# What this task involves
Reproduce every one of the items below word for word, leaving the pictures out of your response.
>> begin Data excerpts
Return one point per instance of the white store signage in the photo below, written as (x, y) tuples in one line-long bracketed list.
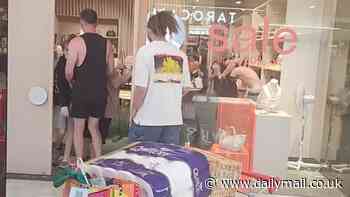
[(210, 16)]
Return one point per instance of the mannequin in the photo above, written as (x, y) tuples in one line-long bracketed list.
[(270, 96)]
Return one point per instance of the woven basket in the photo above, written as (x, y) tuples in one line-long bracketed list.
[(222, 168)]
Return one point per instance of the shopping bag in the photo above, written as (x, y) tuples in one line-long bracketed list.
[(79, 192)]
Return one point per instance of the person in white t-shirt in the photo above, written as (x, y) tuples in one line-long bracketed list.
[(161, 76)]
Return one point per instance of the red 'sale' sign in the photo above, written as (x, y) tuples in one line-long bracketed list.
[(218, 38)]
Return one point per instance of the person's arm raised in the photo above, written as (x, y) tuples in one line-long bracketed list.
[(110, 58), (72, 59)]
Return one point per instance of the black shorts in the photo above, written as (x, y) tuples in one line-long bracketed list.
[(84, 109)]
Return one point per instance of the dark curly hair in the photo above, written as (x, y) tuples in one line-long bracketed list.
[(162, 21)]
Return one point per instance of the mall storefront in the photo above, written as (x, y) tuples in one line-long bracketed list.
[(303, 44)]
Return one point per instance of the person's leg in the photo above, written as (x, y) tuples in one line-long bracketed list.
[(95, 136), (170, 135), (68, 140), (104, 125), (79, 126)]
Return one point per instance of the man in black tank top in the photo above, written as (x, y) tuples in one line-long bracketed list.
>> end Data excerpts
# Response for this exercise
Return one point per instance of the white store signage in the photo below, written as (x, y) tuples in one line-long bracketed list.
[(210, 16)]
Return one point per instance of the mannequin in the photo above, written as (x, y) tuples in one line-long bracketed list.
[(270, 96)]
Return one point per instance of the woven basket in the photo above, written as (x, y) tuples in one line-long bracketed list.
[(222, 168)]
Return one point per instance of the shopping bag in the photo above, written as (x, y) tuples in one line-long bracketed list.
[(79, 192)]
Return one point per instance of the person in white t-shirt in the photo above, written as (x, y) tuples in one line-long bracketed list.
[(161, 76)]
Return one point per instance of the red 'sale' sign in the photo above, written as (x, y) tuples in one line-long bracketed list.
[(218, 38)]
Return one point per instance of the person's arm raised in the photo above, written as (x, y) tuples in one line-long bracketed list.
[(110, 58), (72, 59)]
Return one point per instance of the black shorts in the photo above, written as (x, y) tuples in one line-long bracketed list.
[(84, 109)]
Return one point per instance of the dark curly hair in the photo above, written as (x, y) tuples in one line-long bracketed list.
[(162, 21)]
Return one point per instance of the mall storefront in the photo above, written as (x, y) tuples in one line-long bracketed list.
[(303, 44)]
Return one point per instance of the person's leg in the photo above, written as (x, y) tuples in one line-long bracketed list.
[(95, 136), (170, 135), (68, 140), (104, 125), (79, 126)]
Return one point per instance of the man in black tank top in the photo above, written as (x, y) tuples in one line-long bracketed list.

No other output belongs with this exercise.